┌──

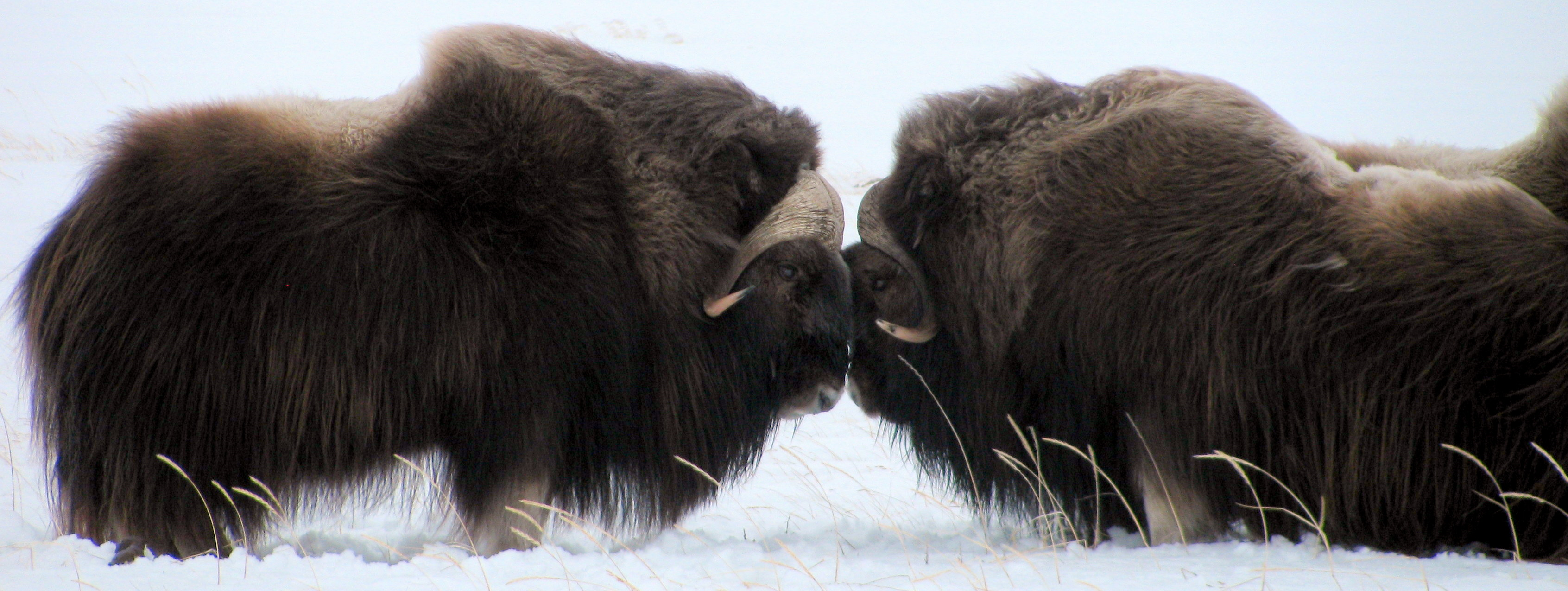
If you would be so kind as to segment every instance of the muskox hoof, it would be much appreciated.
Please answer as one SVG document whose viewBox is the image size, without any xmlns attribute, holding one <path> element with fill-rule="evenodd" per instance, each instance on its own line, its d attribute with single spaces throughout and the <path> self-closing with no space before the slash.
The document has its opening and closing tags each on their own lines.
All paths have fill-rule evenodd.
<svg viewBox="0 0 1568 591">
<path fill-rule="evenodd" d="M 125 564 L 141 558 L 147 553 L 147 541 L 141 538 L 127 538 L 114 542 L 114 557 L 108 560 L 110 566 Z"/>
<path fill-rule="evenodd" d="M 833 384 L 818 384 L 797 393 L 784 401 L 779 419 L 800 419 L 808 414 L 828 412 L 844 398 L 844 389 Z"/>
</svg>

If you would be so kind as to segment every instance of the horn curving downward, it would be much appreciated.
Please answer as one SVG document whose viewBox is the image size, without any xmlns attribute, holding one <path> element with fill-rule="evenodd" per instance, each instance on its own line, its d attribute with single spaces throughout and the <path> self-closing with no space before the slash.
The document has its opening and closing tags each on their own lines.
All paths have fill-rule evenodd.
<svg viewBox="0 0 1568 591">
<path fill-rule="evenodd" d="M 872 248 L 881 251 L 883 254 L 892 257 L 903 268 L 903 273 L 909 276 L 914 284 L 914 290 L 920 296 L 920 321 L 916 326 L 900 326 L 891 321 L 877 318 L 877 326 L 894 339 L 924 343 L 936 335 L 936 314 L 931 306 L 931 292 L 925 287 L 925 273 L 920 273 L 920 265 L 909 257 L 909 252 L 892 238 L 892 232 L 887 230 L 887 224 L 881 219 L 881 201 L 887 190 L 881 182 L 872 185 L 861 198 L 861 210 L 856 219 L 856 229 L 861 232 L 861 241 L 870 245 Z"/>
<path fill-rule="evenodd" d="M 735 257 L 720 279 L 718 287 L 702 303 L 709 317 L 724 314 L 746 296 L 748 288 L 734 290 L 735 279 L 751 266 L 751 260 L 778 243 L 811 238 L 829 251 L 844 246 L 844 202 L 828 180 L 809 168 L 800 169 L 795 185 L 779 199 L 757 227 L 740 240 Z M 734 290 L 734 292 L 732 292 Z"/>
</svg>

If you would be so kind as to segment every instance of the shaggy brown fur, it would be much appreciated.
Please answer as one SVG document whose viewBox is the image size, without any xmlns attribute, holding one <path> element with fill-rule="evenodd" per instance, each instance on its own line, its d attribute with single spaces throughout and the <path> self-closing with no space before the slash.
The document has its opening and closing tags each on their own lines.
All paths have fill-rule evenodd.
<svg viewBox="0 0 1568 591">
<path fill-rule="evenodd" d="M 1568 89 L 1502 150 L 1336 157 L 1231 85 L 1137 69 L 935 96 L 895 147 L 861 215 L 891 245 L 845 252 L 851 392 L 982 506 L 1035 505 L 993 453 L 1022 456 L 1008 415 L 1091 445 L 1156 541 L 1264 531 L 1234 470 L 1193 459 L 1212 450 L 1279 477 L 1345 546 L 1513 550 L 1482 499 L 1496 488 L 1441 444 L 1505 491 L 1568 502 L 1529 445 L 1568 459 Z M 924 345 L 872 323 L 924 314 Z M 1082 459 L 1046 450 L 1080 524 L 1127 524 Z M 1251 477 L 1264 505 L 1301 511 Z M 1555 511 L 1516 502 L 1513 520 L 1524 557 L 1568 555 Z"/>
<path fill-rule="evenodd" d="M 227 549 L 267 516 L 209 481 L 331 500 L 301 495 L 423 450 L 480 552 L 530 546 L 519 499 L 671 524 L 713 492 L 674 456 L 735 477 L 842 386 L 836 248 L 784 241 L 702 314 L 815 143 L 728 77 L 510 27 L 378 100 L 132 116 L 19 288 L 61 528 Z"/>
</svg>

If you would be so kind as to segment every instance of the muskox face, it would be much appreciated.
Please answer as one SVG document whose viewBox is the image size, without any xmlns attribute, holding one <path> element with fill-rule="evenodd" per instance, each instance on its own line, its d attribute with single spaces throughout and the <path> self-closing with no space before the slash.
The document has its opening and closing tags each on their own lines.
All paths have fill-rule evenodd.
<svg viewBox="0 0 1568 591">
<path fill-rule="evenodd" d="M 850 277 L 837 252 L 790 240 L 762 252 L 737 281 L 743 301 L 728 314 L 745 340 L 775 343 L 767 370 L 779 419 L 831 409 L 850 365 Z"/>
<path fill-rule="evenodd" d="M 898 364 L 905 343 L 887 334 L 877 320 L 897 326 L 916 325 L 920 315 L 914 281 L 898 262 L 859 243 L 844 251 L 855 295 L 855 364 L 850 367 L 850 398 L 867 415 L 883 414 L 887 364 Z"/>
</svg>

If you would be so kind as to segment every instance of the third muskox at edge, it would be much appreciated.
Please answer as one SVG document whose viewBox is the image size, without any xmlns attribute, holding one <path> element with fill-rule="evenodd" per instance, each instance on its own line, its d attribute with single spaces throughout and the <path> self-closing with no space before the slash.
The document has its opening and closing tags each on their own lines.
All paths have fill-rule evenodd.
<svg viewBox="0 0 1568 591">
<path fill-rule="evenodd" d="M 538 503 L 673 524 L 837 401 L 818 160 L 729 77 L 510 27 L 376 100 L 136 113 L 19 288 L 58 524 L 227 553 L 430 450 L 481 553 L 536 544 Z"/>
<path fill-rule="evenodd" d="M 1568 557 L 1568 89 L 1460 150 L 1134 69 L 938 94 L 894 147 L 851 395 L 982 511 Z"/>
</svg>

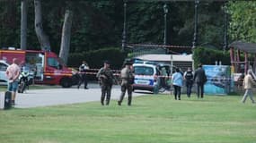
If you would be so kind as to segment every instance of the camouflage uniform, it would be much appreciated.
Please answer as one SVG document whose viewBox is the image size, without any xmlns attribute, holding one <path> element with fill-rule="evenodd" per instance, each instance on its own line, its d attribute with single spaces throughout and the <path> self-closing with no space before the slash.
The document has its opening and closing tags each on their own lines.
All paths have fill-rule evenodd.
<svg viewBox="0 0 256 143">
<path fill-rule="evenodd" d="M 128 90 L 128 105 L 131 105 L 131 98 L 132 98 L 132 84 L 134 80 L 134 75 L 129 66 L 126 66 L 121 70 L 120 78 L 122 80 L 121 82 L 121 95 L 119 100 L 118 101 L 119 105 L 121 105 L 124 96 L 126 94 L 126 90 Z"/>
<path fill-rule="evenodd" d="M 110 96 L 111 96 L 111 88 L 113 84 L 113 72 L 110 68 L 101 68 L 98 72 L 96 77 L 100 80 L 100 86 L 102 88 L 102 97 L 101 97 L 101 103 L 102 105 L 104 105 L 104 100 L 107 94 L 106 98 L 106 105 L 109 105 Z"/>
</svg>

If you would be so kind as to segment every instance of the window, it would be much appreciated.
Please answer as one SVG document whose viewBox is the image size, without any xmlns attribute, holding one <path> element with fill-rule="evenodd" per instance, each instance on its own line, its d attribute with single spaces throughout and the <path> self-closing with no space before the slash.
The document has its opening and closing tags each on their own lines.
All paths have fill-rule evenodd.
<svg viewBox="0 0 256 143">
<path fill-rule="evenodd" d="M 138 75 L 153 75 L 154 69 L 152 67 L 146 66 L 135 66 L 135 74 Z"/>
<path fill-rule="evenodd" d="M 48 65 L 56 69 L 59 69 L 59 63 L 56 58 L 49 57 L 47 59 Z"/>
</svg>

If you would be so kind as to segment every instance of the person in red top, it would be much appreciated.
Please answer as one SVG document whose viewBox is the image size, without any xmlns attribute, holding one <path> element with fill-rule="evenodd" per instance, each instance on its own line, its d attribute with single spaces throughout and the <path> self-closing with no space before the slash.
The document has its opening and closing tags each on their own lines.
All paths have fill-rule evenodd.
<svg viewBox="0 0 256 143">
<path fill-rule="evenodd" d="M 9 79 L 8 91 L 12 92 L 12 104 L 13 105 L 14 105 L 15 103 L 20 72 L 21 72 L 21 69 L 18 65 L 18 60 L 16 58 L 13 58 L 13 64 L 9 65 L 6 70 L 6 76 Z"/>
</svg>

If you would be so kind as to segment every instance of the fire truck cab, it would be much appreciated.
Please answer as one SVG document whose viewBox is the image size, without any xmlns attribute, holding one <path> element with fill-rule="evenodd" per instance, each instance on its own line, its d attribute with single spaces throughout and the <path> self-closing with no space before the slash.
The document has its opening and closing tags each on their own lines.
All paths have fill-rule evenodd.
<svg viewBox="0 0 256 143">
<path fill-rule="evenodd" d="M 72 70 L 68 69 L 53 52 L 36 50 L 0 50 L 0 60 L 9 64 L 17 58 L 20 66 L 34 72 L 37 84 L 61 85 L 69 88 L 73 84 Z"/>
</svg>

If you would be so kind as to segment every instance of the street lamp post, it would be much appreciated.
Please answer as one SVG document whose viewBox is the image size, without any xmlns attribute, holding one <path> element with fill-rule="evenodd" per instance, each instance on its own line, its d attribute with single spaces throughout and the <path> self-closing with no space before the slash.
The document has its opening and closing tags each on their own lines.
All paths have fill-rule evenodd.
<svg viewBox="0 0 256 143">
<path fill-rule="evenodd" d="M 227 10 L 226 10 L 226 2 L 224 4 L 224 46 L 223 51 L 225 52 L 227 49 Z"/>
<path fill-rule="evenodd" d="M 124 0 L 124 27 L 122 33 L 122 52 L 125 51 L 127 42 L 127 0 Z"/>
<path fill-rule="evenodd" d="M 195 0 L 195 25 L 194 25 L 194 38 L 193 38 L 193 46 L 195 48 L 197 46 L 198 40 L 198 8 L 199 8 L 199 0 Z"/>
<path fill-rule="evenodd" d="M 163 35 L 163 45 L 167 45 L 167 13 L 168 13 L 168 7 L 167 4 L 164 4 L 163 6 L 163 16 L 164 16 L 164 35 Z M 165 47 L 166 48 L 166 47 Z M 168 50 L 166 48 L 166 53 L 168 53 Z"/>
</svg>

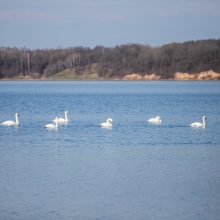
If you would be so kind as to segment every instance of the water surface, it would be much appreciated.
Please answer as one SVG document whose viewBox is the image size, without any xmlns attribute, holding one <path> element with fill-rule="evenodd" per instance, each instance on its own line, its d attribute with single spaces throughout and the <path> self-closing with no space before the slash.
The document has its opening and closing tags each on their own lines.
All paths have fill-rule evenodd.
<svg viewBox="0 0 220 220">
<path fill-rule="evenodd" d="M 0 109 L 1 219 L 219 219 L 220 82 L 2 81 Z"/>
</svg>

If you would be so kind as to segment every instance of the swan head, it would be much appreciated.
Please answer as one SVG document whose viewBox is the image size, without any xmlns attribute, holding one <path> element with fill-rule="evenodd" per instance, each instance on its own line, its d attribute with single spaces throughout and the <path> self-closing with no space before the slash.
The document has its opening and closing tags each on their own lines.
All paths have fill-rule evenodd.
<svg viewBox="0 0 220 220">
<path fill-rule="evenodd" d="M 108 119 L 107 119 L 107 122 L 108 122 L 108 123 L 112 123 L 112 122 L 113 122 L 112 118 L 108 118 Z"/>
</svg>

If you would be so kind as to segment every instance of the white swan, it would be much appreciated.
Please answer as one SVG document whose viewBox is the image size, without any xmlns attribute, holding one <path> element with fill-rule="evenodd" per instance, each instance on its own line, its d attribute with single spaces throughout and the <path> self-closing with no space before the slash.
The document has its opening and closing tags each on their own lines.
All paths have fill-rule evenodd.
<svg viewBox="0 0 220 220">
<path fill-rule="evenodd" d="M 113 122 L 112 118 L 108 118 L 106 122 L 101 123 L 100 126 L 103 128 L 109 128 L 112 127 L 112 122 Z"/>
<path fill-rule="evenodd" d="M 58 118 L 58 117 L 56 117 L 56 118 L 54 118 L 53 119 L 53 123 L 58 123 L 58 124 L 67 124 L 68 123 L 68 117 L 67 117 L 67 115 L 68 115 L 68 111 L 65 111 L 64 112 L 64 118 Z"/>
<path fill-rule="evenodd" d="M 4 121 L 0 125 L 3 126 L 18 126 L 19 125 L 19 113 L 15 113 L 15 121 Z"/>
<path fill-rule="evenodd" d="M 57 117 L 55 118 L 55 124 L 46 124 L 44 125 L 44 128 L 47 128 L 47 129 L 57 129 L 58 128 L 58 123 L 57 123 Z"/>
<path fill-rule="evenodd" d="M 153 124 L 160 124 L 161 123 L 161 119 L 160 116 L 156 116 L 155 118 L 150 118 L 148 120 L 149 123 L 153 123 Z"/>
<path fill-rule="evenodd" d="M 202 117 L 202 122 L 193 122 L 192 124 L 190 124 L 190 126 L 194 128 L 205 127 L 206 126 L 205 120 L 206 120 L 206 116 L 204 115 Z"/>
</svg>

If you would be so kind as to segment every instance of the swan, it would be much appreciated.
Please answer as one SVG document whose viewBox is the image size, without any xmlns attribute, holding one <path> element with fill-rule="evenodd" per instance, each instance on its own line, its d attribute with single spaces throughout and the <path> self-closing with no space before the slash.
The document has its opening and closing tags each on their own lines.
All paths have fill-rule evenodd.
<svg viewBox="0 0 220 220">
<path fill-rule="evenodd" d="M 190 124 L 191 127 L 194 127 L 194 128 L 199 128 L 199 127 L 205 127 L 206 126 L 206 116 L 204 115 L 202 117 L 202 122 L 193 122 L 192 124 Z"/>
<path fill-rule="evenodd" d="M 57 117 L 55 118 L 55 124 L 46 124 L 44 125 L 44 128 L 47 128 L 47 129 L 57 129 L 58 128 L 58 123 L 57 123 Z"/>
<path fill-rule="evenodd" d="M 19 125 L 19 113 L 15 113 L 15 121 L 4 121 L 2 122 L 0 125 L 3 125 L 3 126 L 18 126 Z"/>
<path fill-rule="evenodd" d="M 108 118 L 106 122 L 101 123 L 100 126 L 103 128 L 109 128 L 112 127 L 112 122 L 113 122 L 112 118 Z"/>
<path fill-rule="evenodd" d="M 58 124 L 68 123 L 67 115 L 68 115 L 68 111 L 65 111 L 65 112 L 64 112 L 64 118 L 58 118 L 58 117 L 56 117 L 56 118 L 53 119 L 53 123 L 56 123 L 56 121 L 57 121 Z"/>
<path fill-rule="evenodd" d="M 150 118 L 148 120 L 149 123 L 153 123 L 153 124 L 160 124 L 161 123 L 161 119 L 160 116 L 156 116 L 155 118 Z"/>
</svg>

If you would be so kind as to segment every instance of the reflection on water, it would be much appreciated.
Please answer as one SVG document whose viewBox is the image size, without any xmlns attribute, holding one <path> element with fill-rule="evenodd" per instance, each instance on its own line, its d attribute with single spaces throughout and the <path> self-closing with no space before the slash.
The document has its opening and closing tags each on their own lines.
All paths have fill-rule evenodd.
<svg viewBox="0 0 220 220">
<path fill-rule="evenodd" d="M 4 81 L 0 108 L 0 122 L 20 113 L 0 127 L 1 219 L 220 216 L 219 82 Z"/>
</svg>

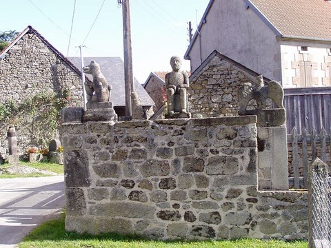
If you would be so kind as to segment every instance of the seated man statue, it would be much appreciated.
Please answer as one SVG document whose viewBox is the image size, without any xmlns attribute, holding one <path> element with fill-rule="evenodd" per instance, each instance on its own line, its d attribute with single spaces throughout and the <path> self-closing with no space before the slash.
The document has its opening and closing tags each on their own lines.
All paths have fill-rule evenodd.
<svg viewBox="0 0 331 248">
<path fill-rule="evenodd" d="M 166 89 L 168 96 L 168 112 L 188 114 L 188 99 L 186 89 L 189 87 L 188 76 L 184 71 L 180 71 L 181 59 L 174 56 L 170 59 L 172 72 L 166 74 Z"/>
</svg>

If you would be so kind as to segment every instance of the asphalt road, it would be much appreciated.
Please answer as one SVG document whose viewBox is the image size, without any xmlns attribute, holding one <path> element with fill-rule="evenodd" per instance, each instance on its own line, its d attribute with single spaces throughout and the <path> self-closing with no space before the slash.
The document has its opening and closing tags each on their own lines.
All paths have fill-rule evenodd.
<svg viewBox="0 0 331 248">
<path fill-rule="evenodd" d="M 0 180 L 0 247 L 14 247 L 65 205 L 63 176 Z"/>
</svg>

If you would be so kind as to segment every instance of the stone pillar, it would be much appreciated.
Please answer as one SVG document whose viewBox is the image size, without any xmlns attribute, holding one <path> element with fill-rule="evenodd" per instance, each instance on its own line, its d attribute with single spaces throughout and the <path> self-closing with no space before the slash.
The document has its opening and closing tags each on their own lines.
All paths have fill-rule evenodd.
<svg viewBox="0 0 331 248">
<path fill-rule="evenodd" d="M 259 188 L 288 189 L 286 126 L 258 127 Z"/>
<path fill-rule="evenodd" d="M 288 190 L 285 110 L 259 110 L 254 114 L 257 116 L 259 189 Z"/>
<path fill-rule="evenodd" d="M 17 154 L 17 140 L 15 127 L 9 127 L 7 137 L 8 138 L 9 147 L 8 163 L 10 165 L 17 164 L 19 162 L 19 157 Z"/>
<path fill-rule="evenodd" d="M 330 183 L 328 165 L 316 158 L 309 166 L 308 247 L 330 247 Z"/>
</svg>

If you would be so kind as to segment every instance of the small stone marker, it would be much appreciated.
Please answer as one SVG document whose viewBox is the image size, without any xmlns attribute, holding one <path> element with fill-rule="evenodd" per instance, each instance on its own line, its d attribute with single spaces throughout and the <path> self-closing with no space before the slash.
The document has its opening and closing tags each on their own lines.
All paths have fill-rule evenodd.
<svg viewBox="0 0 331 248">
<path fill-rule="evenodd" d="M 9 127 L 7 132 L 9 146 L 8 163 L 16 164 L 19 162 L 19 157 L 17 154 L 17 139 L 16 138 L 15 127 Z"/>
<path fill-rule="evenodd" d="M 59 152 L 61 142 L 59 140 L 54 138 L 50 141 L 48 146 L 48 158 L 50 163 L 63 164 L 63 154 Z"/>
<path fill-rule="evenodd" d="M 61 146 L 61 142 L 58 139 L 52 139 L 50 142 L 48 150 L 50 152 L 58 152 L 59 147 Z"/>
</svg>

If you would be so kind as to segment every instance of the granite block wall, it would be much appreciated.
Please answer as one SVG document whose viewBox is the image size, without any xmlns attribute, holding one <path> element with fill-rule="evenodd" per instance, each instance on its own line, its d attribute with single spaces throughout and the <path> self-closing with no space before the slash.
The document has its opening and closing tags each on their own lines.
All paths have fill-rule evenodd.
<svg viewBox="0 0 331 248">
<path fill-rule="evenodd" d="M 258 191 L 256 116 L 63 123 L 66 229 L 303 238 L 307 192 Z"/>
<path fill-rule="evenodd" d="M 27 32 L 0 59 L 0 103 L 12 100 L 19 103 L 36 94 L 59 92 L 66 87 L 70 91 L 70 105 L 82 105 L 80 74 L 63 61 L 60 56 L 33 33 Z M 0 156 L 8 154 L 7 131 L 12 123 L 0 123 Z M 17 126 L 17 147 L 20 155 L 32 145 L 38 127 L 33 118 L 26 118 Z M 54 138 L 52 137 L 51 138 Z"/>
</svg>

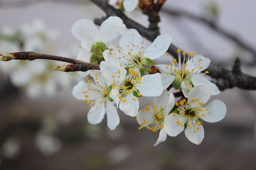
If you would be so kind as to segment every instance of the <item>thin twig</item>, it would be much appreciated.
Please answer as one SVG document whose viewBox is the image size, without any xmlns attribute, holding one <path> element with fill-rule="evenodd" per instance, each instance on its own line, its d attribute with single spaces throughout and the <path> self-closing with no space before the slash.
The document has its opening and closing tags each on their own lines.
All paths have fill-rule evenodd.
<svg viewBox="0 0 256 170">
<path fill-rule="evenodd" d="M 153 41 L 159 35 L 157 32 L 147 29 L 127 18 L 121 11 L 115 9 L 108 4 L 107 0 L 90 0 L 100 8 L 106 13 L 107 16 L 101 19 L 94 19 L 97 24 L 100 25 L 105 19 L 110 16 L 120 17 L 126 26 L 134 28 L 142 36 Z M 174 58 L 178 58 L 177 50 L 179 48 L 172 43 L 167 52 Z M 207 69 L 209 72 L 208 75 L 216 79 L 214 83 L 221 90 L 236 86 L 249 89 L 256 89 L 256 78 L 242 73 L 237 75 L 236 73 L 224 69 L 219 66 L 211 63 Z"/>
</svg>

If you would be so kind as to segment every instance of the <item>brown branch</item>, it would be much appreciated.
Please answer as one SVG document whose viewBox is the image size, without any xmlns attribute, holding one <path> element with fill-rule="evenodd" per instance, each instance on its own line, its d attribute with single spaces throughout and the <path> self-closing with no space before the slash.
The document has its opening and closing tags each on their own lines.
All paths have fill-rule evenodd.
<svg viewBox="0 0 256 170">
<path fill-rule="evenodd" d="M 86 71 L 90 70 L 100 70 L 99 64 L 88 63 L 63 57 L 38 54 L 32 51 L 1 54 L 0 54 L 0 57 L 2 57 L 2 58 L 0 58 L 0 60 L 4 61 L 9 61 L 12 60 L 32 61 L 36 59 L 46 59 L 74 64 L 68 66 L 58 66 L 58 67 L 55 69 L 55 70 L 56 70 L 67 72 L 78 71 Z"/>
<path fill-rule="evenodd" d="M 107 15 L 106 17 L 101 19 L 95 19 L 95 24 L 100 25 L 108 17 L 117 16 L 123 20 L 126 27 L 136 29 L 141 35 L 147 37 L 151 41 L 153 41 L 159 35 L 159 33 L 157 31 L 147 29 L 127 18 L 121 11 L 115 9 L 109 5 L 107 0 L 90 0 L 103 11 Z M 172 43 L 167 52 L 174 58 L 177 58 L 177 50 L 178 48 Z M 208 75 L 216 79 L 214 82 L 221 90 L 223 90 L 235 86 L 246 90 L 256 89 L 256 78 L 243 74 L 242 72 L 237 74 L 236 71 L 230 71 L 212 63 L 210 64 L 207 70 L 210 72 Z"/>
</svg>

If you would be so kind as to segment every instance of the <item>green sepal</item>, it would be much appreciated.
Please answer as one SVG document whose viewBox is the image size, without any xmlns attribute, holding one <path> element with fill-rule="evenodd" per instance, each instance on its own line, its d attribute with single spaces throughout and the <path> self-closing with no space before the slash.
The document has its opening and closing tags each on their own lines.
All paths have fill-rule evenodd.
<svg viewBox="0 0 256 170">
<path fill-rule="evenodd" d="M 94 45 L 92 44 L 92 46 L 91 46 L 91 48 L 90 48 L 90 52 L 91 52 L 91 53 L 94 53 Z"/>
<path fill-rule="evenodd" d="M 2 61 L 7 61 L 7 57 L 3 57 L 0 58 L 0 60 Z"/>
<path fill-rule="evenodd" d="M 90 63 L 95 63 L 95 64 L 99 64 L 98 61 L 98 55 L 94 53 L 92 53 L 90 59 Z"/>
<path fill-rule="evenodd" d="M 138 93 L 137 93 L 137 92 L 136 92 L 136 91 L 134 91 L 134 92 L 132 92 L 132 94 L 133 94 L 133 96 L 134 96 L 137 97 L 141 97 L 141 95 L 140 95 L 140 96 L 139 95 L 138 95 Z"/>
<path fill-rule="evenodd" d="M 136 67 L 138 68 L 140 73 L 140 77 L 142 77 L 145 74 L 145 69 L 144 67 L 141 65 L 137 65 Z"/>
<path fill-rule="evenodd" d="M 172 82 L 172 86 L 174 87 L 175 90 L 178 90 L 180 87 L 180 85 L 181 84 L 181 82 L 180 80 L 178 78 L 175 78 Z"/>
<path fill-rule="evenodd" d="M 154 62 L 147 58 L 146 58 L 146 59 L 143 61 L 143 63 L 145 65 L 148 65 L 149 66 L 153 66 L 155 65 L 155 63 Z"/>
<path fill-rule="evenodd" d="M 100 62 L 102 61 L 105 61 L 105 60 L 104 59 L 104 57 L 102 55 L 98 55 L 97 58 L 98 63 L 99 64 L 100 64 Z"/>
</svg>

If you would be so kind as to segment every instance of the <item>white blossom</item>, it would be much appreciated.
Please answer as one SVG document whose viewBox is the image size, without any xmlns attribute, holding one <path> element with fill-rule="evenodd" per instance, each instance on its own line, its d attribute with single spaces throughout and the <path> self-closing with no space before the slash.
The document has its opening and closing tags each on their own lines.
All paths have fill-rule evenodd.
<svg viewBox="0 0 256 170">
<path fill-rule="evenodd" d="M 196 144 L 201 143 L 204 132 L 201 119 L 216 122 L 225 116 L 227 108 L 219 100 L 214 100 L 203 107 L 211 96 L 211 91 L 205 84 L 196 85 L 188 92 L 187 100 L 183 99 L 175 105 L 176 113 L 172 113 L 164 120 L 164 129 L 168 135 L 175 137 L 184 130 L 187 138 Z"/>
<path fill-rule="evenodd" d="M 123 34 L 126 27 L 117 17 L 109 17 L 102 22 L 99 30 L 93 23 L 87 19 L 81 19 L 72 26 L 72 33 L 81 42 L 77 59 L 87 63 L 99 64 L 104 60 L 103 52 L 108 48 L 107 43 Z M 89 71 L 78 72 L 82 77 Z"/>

└──

Aim of the task
Locate and copy every line of the material that contains the string "muskox". Treat uppercase and lowercase letters as distinct.

Solution for this exercise
If you would be so kind as to segment every instance of the muskox hoof, it would be much appreciated.
If you would be so kind as to segment every instance of the muskox face, it would be much appreciated.
If you would be so kind as to segment every instance of the third muskox at edge, it would be much appreciated.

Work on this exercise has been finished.